Would you retype exactly the lines from the one containing "<point>282,15</point>" through the last line of the records below, and nothing else?

(Extracted data Opens)

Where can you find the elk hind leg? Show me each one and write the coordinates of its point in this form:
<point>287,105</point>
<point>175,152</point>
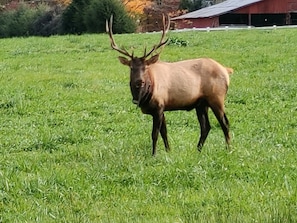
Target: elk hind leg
<point>157,124</point>
<point>202,114</point>
<point>223,120</point>
<point>163,132</point>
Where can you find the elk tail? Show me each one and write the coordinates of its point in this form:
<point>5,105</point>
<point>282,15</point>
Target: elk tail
<point>229,70</point>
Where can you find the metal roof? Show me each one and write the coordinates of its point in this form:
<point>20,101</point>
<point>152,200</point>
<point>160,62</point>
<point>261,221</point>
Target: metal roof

(Extracted data Closes)

Answer space
<point>282,15</point>
Target: elk tail
<point>229,70</point>
Where can you find the metal roof? Show me each one and write the coordinates of its point in this form:
<point>20,101</point>
<point>152,200</point>
<point>160,62</point>
<point>261,221</point>
Target: metal roof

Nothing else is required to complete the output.